**WHAT IS EXPECTED:** Although the data below contains pictures, please reproduce only its words, exactly.

**DATA FOR THE TASK:**
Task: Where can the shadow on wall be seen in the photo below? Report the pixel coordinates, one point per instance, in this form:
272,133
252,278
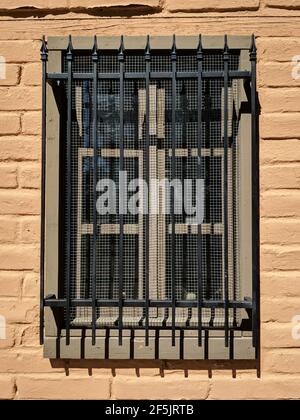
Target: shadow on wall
181,366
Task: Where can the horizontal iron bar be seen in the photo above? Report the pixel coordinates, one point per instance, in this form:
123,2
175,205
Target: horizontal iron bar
153,75
61,303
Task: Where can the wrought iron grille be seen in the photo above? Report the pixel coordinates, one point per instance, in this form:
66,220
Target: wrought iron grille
164,115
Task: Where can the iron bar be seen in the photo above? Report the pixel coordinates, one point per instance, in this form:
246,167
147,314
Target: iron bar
56,303
69,183
199,144
147,171
255,194
95,58
44,59
237,74
225,197
121,58
173,175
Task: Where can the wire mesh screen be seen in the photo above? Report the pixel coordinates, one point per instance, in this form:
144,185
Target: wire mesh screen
158,248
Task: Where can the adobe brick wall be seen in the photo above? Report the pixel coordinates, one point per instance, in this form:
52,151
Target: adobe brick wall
24,374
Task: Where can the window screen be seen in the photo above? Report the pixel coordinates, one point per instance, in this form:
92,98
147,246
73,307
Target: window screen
150,188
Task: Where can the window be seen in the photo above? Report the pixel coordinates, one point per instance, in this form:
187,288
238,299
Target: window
149,199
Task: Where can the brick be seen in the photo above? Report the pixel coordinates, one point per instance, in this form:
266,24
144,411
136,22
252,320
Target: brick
23,311
277,75
20,148
8,230
279,100
175,387
14,257
281,361
7,388
31,123
30,230
280,310
88,4
23,51
31,74
280,204
280,126
278,49
21,202
9,123
37,4
280,232
31,285
285,284
10,283
213,5
280,177
10,340
12,75
283,4
280,258
274,335
271,387
8,176
20,98
30,337
59,387
25,360
279,151
29,176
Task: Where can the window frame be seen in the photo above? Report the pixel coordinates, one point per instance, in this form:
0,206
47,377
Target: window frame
107,345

**RESULT OF THE EXERCISE:**
Task: Where can the shadow on wall be seen in the photo below? Report the pixel coordinates, one point per instance, in this form:
272,133
252,278
Target: shadow on wall
181,366
Task: Where can the horizontal iron bar be seen in the photo above? Report the pixel coordinates, one point per instance, in this form:
123,2
175,205
Target: horizontal iron bar
153,75
61,303
Task: Where can the wrought iron grille be seen in the photo above? Report the pixel coordinates, one point per instance, in this form:
66,220
Target: wrought iron grille
164,115
Task: Where can the iron bar be seen in the photo above? Report the pixel coordinates, one point per instance, in this form:
246,167
147,314
Target: iron bar
56,303
69,183
199,144
147,171
255,194
95,58
44,59
237,74
225,197
121,58
173,175
Task: Where can the wire mesh screen be seen in the photo above? Report the pixel coordinates, one point per instance, in this form:
144,185
Target: wire mesh screen
158,248
Task: Where can the adobe brick wall be seen in the photo above? Report the pixel coordinates, one point per instance, in this form:
52,151
Target: adobe brick wall
24,374
Task: Where can the window screen be seen in the photo above? Report the pixel coordinates, one point per instance, in this form:
92,98
147,246
73,307
Target: window screen
150,188
Task: Where can the window be seen in the photo above? Report the pixel coordinates, one point per instance, in this form:
187,288
238,299
Target: window
149,199
Task: Where can the brick be seen in the photo above? Report the pixel coordinates, one point per instance, in this form:
266,24
144,411
136,22
252,320
Target: brick
23,311
277,75
20,148
8,230
279,100
175,387
14,257
281,361
7,388
31,123
30,230
280,310
88,4
23,51
31,74
280,204
280,126
278,49
21,202
9,123
37,4
280,232
31,285
285,284
10,283
213,5
280,177
10,340
12,75
283,4
280,258
274,335
271,387
8,176
20,98
30,337
59,387
25,360
279,151
29,176
Task: Where can the window frame be seen in the photo above? Report the pixel coordinates, one point per instance, in this form:
0,206
47,377
Target: window frame
107,345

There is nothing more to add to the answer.